- WORK TO COMPLETE
All records, exactly as written, minus the pictures: copy them out.

○ ○ ○ ○ ○

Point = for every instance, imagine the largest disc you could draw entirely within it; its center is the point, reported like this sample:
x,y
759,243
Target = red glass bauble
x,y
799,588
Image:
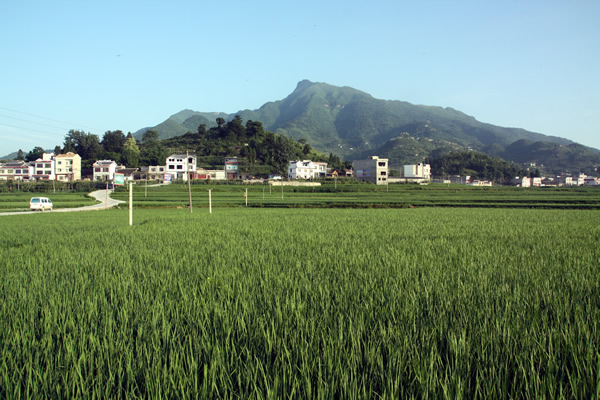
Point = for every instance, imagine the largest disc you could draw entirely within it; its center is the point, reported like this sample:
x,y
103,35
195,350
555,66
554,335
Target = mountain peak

○ ○ ○ ○ ○

- SOLUTION TO THIS PROBLEM
Point = for every instance, imagine the largest disc you could draw entirely within it; its center is the point, reported like this sample:
x,y
759,243
Target = red glass bauble
x,y
799,588
Image:
Point = for every instance, imagine the largest disc you could draw entirely within it; its center is the point, reported like this sample:
x,y
103,35
195,350
555,66
554,335
Target = mountain peak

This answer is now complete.